— START OF DATA EXCERPTS —
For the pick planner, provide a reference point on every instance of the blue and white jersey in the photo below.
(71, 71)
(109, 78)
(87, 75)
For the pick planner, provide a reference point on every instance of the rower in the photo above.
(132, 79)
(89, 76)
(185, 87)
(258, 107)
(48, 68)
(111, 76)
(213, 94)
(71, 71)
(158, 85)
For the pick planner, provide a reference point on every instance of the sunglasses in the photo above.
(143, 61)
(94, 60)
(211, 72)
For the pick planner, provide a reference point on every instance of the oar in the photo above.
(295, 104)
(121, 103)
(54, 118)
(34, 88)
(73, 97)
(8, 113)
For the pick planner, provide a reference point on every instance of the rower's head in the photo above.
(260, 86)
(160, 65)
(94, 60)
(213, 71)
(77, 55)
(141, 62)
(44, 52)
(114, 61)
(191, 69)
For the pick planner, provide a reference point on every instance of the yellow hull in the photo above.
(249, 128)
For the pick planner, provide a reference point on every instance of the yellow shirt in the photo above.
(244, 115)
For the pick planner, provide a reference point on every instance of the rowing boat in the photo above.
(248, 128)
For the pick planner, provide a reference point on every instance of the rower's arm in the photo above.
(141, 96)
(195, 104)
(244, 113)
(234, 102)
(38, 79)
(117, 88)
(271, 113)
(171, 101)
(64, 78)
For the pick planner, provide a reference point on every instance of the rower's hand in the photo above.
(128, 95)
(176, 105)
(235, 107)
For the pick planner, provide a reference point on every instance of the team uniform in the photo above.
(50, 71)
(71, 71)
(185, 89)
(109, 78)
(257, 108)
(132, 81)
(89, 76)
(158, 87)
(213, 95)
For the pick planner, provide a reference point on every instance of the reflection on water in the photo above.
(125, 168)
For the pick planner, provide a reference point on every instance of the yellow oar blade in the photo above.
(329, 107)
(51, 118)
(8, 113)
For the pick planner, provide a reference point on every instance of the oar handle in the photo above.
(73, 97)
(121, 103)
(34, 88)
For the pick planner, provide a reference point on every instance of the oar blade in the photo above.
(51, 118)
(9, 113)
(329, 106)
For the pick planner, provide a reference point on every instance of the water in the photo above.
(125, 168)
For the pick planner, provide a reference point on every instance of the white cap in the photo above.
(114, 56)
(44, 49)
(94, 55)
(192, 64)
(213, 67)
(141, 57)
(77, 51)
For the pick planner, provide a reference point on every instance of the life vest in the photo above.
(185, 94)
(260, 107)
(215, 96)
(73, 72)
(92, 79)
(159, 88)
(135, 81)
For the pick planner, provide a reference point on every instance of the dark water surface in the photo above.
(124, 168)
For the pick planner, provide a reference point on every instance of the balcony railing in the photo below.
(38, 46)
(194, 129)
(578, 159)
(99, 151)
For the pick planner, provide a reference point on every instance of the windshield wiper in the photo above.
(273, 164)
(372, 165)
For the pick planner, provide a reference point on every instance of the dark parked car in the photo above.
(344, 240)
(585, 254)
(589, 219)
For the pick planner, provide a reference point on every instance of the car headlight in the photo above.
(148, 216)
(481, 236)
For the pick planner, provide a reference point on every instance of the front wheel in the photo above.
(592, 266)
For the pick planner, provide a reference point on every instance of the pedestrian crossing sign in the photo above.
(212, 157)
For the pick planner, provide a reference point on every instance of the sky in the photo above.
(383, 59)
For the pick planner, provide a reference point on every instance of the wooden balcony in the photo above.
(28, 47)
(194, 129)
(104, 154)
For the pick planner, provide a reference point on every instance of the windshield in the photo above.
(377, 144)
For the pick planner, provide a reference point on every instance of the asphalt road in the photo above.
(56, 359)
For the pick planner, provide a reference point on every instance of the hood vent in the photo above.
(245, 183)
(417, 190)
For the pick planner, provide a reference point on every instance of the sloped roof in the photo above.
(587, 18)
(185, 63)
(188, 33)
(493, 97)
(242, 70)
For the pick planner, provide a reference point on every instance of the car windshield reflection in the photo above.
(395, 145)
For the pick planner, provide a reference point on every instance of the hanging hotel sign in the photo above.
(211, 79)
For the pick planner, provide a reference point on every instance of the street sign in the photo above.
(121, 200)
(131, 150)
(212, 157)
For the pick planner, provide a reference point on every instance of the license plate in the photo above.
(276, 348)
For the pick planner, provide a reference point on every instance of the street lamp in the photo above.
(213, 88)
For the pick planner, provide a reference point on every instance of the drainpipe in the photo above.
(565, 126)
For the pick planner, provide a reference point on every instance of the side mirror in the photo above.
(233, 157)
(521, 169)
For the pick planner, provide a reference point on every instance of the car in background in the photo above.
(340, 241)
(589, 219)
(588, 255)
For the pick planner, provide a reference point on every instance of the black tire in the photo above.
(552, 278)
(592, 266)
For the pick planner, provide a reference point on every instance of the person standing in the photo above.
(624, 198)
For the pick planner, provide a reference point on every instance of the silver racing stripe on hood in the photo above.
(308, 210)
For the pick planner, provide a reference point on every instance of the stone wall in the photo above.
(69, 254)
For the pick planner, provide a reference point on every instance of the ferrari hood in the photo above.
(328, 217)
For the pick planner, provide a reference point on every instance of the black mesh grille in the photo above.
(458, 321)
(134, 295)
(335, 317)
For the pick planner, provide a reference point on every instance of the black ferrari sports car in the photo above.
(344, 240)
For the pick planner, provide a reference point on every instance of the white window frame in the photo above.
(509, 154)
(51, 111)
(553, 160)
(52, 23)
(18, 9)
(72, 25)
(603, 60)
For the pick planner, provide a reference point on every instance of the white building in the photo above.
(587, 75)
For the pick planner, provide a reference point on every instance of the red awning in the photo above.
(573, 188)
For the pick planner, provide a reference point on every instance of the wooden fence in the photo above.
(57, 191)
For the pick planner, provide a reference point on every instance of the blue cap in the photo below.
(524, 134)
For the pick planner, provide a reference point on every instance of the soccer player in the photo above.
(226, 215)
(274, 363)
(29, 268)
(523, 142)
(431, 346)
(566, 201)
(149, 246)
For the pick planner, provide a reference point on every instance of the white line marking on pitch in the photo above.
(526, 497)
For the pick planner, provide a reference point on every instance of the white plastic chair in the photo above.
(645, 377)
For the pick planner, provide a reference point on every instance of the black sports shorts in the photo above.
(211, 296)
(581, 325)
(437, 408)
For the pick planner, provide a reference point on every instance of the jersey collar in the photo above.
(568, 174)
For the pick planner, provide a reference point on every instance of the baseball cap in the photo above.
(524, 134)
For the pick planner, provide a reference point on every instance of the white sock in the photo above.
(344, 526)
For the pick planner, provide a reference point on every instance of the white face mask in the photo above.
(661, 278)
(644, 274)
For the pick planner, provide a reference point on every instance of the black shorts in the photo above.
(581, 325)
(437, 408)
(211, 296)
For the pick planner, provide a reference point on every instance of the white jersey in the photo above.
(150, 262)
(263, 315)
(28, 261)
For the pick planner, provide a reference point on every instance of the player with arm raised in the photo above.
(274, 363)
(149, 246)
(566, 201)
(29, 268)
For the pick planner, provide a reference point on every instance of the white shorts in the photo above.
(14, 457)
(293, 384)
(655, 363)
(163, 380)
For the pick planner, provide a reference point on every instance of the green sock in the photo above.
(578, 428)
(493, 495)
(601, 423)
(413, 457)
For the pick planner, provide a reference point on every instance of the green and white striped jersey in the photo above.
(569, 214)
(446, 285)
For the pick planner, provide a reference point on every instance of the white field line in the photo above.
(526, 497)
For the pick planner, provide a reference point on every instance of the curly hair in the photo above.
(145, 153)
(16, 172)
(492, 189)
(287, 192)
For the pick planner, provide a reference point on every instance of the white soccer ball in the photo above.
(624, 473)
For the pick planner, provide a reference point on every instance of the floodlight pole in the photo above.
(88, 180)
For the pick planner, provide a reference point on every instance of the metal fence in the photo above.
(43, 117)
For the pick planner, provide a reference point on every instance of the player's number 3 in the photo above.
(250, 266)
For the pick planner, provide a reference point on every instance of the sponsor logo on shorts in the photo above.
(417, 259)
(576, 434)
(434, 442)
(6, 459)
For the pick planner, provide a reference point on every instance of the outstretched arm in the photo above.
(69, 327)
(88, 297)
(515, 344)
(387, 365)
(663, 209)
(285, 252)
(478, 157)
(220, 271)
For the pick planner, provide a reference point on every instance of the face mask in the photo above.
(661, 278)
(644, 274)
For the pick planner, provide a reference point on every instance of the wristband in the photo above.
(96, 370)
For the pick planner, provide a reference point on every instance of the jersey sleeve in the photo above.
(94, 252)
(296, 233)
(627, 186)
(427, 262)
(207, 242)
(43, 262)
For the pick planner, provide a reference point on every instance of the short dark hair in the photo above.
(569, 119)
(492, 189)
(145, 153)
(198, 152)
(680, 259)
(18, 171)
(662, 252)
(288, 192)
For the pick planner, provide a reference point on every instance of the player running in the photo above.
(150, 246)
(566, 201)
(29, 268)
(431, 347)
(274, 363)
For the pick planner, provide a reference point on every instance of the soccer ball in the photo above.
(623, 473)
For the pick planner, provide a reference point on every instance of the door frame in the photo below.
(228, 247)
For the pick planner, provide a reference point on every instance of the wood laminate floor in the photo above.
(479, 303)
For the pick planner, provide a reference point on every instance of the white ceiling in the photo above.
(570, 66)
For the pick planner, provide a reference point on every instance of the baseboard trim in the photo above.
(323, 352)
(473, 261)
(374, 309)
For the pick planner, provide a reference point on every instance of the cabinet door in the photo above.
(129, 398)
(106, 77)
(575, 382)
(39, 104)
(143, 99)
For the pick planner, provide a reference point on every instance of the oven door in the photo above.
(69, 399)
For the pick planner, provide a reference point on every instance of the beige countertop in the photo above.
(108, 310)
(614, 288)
— END OF DATA EXCERPTS —
▶ [EXERCISE AIM]: Your task is to write out the lines from the one with "trim in the photo above." through the end of the records, exactly and with nothing added.

▶ [EXERCISE RESPONSE]:
For the pick planner, provide a reference point on every instance of the baseboard trim in the photo above.
(323, 352)
(473, 261)
(374, 309)
For the pick planner, provide a reference point on every instance of the cabinet door in the photo above.
(129, 398)
(106, 77)
(575, 382)
(39, 104)
(143, 99)
For the pick planner, provide a reference point on every instance of the oven door in the photo above.
(69, 399)
For the pick planner, provide a reference point on every instance of the beige countertop in the photo above.
(108, 310)
(614, 288)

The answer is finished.